BEGIN
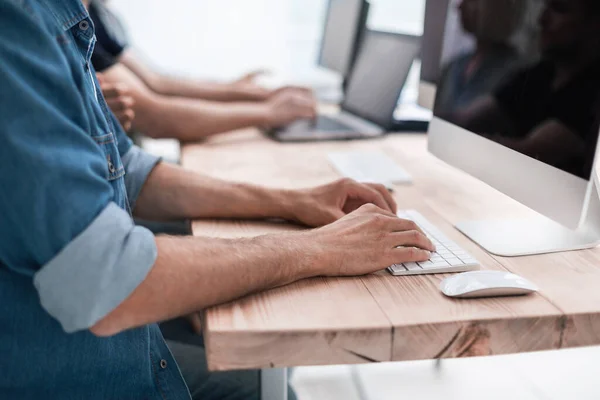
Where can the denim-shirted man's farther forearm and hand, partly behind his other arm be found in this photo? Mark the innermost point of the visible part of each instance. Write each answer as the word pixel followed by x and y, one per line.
pixel 173 193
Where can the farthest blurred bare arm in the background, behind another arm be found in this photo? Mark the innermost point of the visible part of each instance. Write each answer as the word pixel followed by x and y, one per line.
pixel 242 90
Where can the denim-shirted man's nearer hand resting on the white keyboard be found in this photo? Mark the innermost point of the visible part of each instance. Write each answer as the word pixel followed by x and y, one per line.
pixel 365 241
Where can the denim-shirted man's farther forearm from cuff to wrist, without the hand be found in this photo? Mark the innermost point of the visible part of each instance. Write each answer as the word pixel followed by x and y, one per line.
pixel 172 192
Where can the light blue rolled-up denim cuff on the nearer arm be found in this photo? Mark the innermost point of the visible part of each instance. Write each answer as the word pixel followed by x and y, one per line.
pixel 97 270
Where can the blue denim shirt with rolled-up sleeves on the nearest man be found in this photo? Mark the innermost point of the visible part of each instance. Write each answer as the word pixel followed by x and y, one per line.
pixel 69 250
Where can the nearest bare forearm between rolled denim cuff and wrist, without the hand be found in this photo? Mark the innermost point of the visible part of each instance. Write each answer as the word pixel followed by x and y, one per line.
pixel 191 274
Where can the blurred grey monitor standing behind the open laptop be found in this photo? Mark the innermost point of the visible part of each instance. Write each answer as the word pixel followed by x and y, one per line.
pixel 345 26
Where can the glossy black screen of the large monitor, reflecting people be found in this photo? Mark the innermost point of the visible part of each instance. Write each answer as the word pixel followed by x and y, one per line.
pixel 525 74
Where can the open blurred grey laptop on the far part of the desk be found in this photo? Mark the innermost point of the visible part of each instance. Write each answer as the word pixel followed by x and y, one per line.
pixel 374 86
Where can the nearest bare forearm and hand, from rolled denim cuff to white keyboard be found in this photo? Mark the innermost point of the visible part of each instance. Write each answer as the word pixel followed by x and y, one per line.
pixel 196 273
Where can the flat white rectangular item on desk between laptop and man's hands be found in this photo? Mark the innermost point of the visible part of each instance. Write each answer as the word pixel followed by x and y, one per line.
pixel 369 166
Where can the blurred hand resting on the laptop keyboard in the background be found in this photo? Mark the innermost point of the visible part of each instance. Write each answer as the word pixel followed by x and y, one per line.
pixel 289 104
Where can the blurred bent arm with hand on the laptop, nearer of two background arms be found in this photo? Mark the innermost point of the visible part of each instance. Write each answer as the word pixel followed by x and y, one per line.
pixel 188 119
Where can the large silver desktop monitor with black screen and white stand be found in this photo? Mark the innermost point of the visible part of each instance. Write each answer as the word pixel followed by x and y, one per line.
pixel 522 113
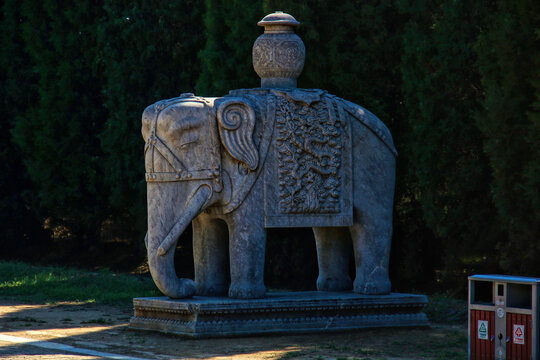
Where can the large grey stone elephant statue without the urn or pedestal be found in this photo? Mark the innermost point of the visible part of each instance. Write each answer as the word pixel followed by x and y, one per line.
pixel 260 158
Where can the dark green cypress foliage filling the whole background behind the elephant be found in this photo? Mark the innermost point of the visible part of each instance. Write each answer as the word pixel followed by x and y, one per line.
pixel 457 83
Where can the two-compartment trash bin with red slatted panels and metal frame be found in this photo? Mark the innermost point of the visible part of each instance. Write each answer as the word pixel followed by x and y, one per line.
pixel 504 317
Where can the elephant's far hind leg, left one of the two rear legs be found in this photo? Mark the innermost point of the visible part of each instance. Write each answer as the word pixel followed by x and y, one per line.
pixel 333 255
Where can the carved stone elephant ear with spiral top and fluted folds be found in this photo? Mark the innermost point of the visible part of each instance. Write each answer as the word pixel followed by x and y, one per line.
pixel 236 120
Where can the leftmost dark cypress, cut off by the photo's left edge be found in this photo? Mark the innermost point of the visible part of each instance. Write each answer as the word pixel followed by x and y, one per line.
pixel 20 226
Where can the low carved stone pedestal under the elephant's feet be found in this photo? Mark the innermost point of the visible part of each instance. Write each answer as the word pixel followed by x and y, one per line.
pixel 278 313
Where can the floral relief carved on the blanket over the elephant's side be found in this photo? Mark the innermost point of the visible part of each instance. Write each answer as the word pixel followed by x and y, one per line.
pixel 309 141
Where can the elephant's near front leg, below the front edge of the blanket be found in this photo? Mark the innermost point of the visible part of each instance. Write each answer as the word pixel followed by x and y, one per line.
pixel 247 242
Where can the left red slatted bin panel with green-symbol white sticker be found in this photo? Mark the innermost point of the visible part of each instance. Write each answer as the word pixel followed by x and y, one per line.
pixel 482 331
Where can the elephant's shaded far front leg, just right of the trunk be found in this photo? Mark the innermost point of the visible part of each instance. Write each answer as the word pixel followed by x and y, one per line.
pixel 210 252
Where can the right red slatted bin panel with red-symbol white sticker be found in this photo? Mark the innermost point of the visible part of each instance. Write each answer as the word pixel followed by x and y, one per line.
pixel 519 334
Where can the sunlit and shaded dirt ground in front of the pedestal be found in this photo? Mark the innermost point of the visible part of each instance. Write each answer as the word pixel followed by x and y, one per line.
pixel 96 331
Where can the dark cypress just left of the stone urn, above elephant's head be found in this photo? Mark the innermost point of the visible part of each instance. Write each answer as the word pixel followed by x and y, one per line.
pixel 230 27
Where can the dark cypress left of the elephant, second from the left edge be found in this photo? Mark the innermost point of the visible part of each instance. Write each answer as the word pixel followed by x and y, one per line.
pixel 58 133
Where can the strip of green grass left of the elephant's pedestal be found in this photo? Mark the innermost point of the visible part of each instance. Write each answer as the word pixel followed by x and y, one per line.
pixel 54 284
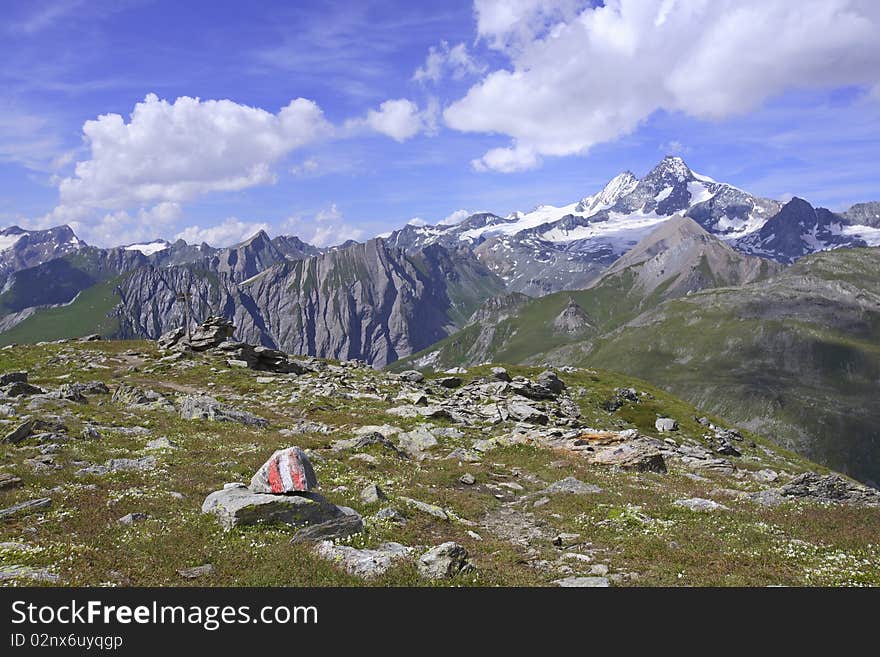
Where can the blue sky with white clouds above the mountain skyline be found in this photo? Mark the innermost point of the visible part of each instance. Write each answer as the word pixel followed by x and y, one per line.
pixel 521 103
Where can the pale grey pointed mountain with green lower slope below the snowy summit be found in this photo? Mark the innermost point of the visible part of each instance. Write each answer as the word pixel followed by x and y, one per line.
pixel 676 259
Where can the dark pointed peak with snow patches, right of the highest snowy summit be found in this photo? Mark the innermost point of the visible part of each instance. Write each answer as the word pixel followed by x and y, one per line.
pixel 796 230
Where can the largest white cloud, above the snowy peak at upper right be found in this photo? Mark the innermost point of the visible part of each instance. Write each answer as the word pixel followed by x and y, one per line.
pixel 582 75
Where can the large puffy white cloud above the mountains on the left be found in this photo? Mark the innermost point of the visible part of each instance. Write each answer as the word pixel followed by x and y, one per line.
pixel 181 150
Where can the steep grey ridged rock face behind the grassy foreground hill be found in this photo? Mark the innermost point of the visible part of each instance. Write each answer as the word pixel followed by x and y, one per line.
pixel 369 301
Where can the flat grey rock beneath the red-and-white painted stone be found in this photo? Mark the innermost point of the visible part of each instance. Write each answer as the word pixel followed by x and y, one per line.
pixel 237 506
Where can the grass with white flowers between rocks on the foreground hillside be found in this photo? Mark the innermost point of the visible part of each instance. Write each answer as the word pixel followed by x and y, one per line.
pixel 632 526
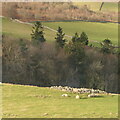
END
= Work to be completed =
A verbatim retyping of the listing, without any pictures, is the expected answer.

= Problem solution =
Where can the denim-shirted man's farther forearm and hand, partly behind his other arm be found in this photo? Mark the innermost point of the visible part of each instance. Write each answer as the word pixel followed by x and y, one per line.
pixel 173 193
Where can the farthest blurred bare arm in the background, behind another arm be found in this photo? Mark the innermost point of the visible part of each instance. Write each answer as the word pixel followed by x and y, one per line.
pixel 242 90
Where can the denim-shirted man's nearer hand resting on the white keyboard be found in this photo? Mark the innermost point of the visible part of each instance. Write each answer as the word pixel followed by x and y, one per line.
pixel 365 241
Where can the denim-shirted man's farther forearm from cuff to wrist, without the hand be found in this photo? Mark the innermost point of the visible part of each instance. Write each answer as the word pixel followed by x and y, one per line.
pixel 172 192
Where can the light blue rolled-up denim cuff on the nearer arm be found in this photo? Mark the innermost point of the visible part of each instance. Write each answer as the word pixel followed by x and y, one per line.
pixel 97 270
Where can the blue denim shirt with rolled-up sleeves on the nearest man be found in this photo? Mark the innermost point of the visible part of each instance. Write each answer as the word pixel followed by x and y, one per line.
pixel 69 250
Where can the nearest bare forearm between rolled denim cuff and wrist, without the hand be found in this photo? Mark the innermost point of the visible part of each instance. Write each answer as the word pixel followed by x and y, one per line.
pixel 191 274
Where can the blurred grey monitor standing behind the open laptop be found in this photo? Mark the innermost point of the visible part of each instance. Write each answer as the word pixel followed by x and y, one per line.
pixel 345 26
Where can the glossy black screen of the large monitor, reflecting people be found in this photo? Mark the innermost point of the visible part of each instance. Write each answer as the word pixel followed by x and y, one per line.
pixel 525 74
Where can the open blurred grey laptop on the far part of the desk be found in this photo? Mark the innermost point of the visible part of each instance. Write each answer as the word pixel followed by x and y, one per line.
pixel 374 86
Where can the nearest bare forearm and hand, from rolled denim cuff to white keyboard be found in this photo? Mark the innermost point of the visible part of each instance. Write each answer as the word pixel followed by x and y, one per line.
pixel 196 273
Where can the flat white rectangular item on desk between laptop and man's hands be found in this photo? Mark the innermost point of the visible part of each instance. Write each answer as the word pixel followed by x and y, one per line.
pixel 369 166
Where can the blurred hand resting on the laptop keyboard in the background be found in this photo? Mark the innermost point of the visible part of each instance. Write each answer as the word pixel followed by x and y, one per line.
pixel 289 104
Where can the blurred bent arm with hand on the laptop, nearer of two background arms be found in this photo? Mark the innermost point of the visible part of each instance. Write each answer as the word pixel followed by x and y, one per line.
pixel 188 119
Where can the large silver desktop monitor with black screen and white stand be found in this photo? Mark the innermost point of the visible part of each instance. Write each answer as the word pixel followed by x and y, one per line.
pixel 522 113
Where can the large grey stone elephant statue without the urn or pedestal be found in this photo? Mark the innermost point of the visible part of each instance. Write each answer as the word pixel followed by x and y, one per line.
pixel 260 158
Where can the dark green cypress foliage filling the whole background behind the elephant be found in this photo? Mark the innermost point of the visible part of each instance. Write each answer as the word pixel followed by x and y, one per line.
pixel 457 83
Where can the two-compartment trash bin with red slatted panels and metal frame be found in this photo? Mark the innermost point of the visible part of each instance. Write each answer as the word pixel followed by x and y, one per line.
pixel 504 317
Where can the elephant's far hind leg, left one of the two rear legs be found in this photo? Mark the innermost point of the visible part of each instance. Write each answer as the word pixel followed by x and y, one per line.
pixel 333 255
Where can the carved stone elephant ear with spiral top and fluted folds be found in this photo? Mark the innermost point of the visible part of each instance. Write each answer as the word pixel followed by x and y, one per line.
pixel 236 120
Where can the leftmost dark cypress, cut off by the photo's left edge be found in this photo? Mark the innermost point of the visible part of each instance. Write each answer as the word pixel followed by x and y, one per line.
pixel 20 226
Where can the low carved stone pedestal under the elephant's feet be found in this photo? Mark the innermost point of the visible part of each instance. Write each answer as the word pixel followed by x and y, one per line.
pixel 278 313
Where can the floral relief carved on the blanket over the elephant's side be found in this photo? Mark the innermost point of the visible part of each instance. Write each answer as the word pixel followed by x and y, one per line.
pixel 309 141
Where can the elephant's near front leg, below the front edge of the blanket be found in this photo? Mark the innermost point of the visible part of each instance. Write each answer as the word pixel followed by x and y, one per line.
pixel 247 242
Where can the left red slatted bin panel with green-symbol white sticker be found in this photo? Mark the innermost point of the visible part of each instance. Write each answer as the word pixel followed by x and y, one per line.
pixel 482 331
Where can the elephant's shaded far front leg, just right of the trunk be found in this photo? Mark the innermost point of the visible part of each instance. Write each answer as the word pixel followed by x and y, one per line.
pixel 210 252
Where can the right red slatted bin panel with red-symbol white sticker be found in this photo? Mark the innermost point of the visible part of each instance. Write each answer as the word pixel followed by x and y, one per line.
pixel 519 334
Where can the sunlit and shaded dirt ground in front of the pedestal be found in this photo? Mark the innermost point of the visible part of each instance. Write each answer as the word pixel followed by x and y, one per line.
pixel 96 331
Where can the dark cypress just left of the stone urn, above elephant's head be found in this photo? Mark the innermost point of the visible part of each instance. Write each answer as the word pixel followed by x and y, one per line.
pixel 230 27
Where can the dark cypress left of the elephant, second from the left edge be found in this photo? Mark the innermost point of the visible part of each instance. Write each answer as the word pixel followed by x and y, one per line.
pixel 58 133
Where can the strip of green grass left of the elephant's pedestal be found in this photo? Mark the innermost point of the visible part of each instance. Write each answer as the word pixel followed by x and y, one per line.
pixel 54 284
Where can the blue sky with white clouds above the mountain skyline be found in this photo? Mark the innermost point of the visible part of each instance. Write each answer as the word pixel followed by x and y, one per line.
pixel 521 103
Where can the pale grey pointed mountain with green lower slope below the snowy summit be found in this photo? Mark the innermost point of the visible part of each instance. Write each answer as the word pixel followed by x and y, one per line.
pixel 676 259
Where can the dark pointed peak with snow patches, right of the highest snowy summit be found in this photo? Mark the innermost point of the visible part of each instance. Write each answer as the word pixel followed by x and y, one per line.
pixel 796 230
Where can the largest white cloud, above the snowy peak at upper right be found in this photo? Mark the innermost point of the visible part of each instance. Write each answer as the word pixel followed by x and y, one per line.
pixel 582 75
Where can the large puffy white cloud above the mountains on the left be found in this photo? Mark the innermost point of the visible part of each instance. Write each answer as the word pixel followed by x and y, one per line.
pixel 181 150
Where can the steep grey ridged rock face behind the grassy foreground hill be found in this photo? Mark the innermost point of the visible part of each instance. Write each answer as the word pixel followed by x and y, one per line.
pixel 369 301
Where can the flat grey rock beneath the red-and-white painted stone be found in this photo? Mark the innermost point of the visible part of each instance. Write each answer as the word pixel followed by x and y, one per line.
pixel 237 506
Where can the grass with white flowers between rocks on the foreground hillside be found in this photo? Mark the innermost point of the visible part of each instance. Write each answer as the word pixel followed by x and y, one per line.
pixel 632 526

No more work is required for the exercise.